#### Task directions:
Continue the reflection on God in exile and building the mishkan, picking up after its final sentence.

Rabbi Rachel Barenblat: God in Exile, School Shootings, and the Mishkan (Sanctuary)

 Rabbi . Rachel Barenblat a.k.a. The Velveteen Rabbi .   This appeared first at the website of the Velveteen Rabbi and is reprinted here with her permission

God in exile, school shootings, and building the mishkan together

February 17, 2018 .

 Lord+prepare+me+to+be+a+sanctuary+Pure+and+holy +tried+and+trueIn this week’s Torah portion, Terumah, we read וְעָ֥שׂוּ לִ֖י מִקְדָּ֑שׁ וְשָׁכַנְתִּ֖י בְּתוֹכָֽם / “Let them make Me a sanctuary, that I might dwell within them.” (Or “among them.”) The word “I might dwell” is שכנתי / shachanti — the same as the root of the name Shechinah, our mystics’ name for the Divine Presence that dwells with us, within us, among us.

Jewish tradition teaches that God is both transcendent (far away and inconceivable) and immanent (indwelling and accessible). Our mystics call the transcendent, far-away part of God the Kadosh Baruch Hu (the Holy One of Blessing). The name they give to the immanent, indwelling aspect of God is Shechinah… and they imagine that She is in galut, in exile, with us here in creation.

To say that we are in exile is to say that we live in a state of distance from God. We live in a world of disunity and disconnect. We live in a world that contains trauma and tragedy. A world in which human beings harm other human beings.

#### Recorded information:
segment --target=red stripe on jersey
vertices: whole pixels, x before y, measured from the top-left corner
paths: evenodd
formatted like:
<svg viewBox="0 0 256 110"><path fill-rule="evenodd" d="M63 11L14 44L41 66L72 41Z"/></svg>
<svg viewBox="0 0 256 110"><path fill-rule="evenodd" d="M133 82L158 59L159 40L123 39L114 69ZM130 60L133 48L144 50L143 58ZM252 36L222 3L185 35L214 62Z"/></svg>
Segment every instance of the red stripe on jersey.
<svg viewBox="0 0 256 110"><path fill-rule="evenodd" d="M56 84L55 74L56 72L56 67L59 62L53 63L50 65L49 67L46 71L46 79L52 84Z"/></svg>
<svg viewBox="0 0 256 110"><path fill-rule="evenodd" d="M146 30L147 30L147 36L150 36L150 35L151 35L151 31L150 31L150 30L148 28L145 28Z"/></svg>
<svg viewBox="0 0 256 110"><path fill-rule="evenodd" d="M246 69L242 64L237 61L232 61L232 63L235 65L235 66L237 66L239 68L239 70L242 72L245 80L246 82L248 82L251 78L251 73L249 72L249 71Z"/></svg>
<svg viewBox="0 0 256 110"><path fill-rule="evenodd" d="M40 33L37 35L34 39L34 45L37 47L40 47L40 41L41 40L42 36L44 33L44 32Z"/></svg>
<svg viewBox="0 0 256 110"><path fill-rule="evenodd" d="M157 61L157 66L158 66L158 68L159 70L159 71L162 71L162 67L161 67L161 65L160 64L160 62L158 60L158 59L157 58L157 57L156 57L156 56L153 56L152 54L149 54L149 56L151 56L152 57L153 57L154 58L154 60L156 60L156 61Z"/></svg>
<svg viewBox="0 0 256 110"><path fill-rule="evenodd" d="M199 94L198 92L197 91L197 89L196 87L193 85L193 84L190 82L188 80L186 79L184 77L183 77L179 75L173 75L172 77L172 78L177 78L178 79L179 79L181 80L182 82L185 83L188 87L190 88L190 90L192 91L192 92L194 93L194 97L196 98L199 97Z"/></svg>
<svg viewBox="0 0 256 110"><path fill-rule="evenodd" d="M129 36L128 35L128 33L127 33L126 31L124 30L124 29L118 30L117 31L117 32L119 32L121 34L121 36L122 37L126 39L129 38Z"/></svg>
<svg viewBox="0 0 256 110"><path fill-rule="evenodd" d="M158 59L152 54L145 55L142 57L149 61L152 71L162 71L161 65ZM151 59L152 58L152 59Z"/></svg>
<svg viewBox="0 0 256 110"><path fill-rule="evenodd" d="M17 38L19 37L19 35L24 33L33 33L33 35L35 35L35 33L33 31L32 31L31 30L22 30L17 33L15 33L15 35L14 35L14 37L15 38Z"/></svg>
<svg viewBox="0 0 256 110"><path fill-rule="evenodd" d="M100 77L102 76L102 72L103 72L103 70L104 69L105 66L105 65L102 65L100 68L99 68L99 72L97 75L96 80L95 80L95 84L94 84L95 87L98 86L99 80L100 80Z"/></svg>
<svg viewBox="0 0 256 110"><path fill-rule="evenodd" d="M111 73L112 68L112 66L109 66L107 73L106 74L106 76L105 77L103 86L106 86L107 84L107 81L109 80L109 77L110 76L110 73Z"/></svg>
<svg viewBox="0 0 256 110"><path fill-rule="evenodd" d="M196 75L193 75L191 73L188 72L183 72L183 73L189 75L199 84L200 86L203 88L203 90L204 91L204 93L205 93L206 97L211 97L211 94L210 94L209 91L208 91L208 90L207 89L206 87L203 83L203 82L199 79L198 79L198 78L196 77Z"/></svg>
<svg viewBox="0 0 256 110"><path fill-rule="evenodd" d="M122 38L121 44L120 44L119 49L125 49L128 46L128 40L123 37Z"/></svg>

#### Answer to the problem:
That part is true of all human beings: we live in a state of distance from God, and that distance blinds us to the spark of divinity in each other, and that blindness enables terrible things.

We here in this room live also in a nation in which school shootings have become horrifyingly commonplace. A nation in which our government is paralyed and polarized and seemingly unable to act. What can it mean to say that Shechinah dwells with us or among us at a time like this?

The Talmud teaches that Shechinah weeps at our losses. I believe that God feels our grief, and our impotence, and our fury, and our trauma. She grieves at every life cut short. She grieves with every devastated parent.

At other times of trauma over the last year, some of you have asked me: why didn’t God stop that from happening? How could a just God allow such injustice to persist?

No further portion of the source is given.